• [WORK REQUIRED]:
Edit the data below so that each occurrence of "positive clicks" reads "foreground clicks", and reproduce every other part unchanged.

• [DATASET RECORDS]:
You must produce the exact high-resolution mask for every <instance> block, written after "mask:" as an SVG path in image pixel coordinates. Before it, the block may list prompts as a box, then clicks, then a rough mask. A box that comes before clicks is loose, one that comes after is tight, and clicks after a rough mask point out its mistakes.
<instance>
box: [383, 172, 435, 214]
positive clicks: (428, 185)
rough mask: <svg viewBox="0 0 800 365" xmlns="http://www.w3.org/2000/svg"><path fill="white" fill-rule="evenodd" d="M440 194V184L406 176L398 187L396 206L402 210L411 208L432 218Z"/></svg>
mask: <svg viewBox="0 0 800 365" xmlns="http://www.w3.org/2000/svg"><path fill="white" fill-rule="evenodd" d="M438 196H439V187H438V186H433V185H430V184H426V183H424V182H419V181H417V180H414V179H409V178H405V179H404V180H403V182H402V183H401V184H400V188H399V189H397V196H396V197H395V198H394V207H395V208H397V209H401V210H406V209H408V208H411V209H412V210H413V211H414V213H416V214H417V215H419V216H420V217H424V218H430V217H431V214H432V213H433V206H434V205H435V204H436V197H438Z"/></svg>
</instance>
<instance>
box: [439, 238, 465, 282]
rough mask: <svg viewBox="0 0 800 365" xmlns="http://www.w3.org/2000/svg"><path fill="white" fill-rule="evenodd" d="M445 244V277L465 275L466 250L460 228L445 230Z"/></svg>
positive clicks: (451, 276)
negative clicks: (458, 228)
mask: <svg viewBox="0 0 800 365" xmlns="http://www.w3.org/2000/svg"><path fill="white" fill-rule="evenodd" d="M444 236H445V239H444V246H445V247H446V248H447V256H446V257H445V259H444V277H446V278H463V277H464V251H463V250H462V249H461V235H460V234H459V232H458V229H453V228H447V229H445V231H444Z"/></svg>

• [RESPONSE TO THE EXERCISE]:
You must produce the exact high-resolution mask for every <instance> block, written after "mask:" as an SVG path in image pixel coordinates. Before it, the block may list prompts as a box, then clicks, then a rough mask. A box that comes before clicks is loose, one that comes after is tight, and clicks after a rough mask point out its mistakes.
<instance>
box: [383, 172, 435, 214]
foreground clicks: (428, 185)
rough mask: <svg viewBox="0 0 800 365" xmlns="http://www.w3.org/2000/svg"><path fill="white" fill-rule="evenodd" d="M440 194V184L406 176L398 187L396 206L402 210L411 208L432 218Z"/></svg>
mask: <svg viewBox="0 0 800 365" xmlns="http://www.w3.org/2000/svg"><path fill="white" fill-rule="evenodd" d="M438 196H439V187H438V186H433V185H430V184H426V183H424V182H419V181H417V180H414V179H409V178H405V179H404V180H403V182H402V183H401V184H400V188H399V189H397V196H396V197H395V198H394V207H395V208H397V209H401V210H406V209H408V208H411V209H412V210H413V211H414V213H416V214H417V215H419V216H420V217H424V218H430V217H431V214H432V213H433V206H434V205H435V204H436V197H438Z"/></svg>
</instance>
<instance>
box: [439, 238, 465, 282]
rough mask: <svg viewBox="0 0 800 365" xmlns="http://www.w3.org/2000/svg"><path fill="white" fill-rule="evenodd" d="M445 244V277L465 275L466 250L460 228L445 230Z"/></svg>
foreground clicks: (451, 276)
negative clicks: (458, 228)
mask: <svg viewBox="0 0 800 365" xmlns="http://www.w3.org/2000/svg"><path fill="white" fill-rule="evenodd" d="M444 236H445V239H444V246H445V247H446V248H447V256H446V257H445V259H444V277H446V278H463V277H464V251H463V250H462V249H461V235H460V234H459V232H458V229H453V228H447V229H445V231H444Z"/></svg>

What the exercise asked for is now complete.